Your instructions: Reproduce the listing below in full, line for line, but raise every polygon vertex coordinate in the outlines by 71. Leave out the pictures.

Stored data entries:
* * * * * * *

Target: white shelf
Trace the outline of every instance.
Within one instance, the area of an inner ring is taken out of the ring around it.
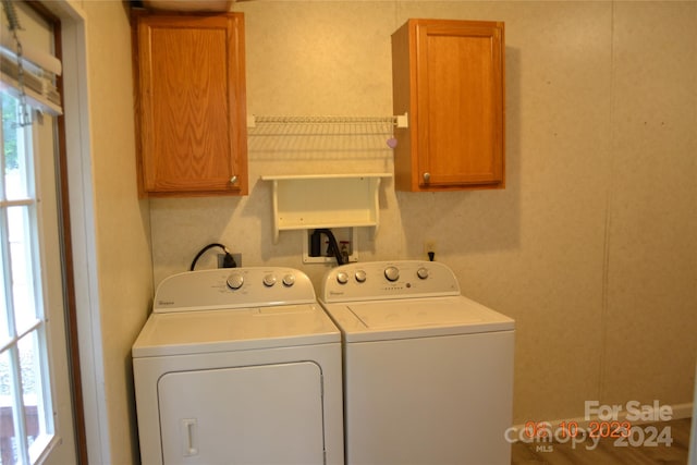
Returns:
[[[273,242],[279,232],[380,223],[379,187],[391,173],[261,176],[272,183]]]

* * * * * * *

Response to the task:
Target: white shelf
Trace the outline of every instance.
Within one instance, the area of an inner ring is taken out of the ring around it.
Returns:
[[[344,313],[350,303],[451,294],[450,258],[462,244],[332,247],[343,254]]]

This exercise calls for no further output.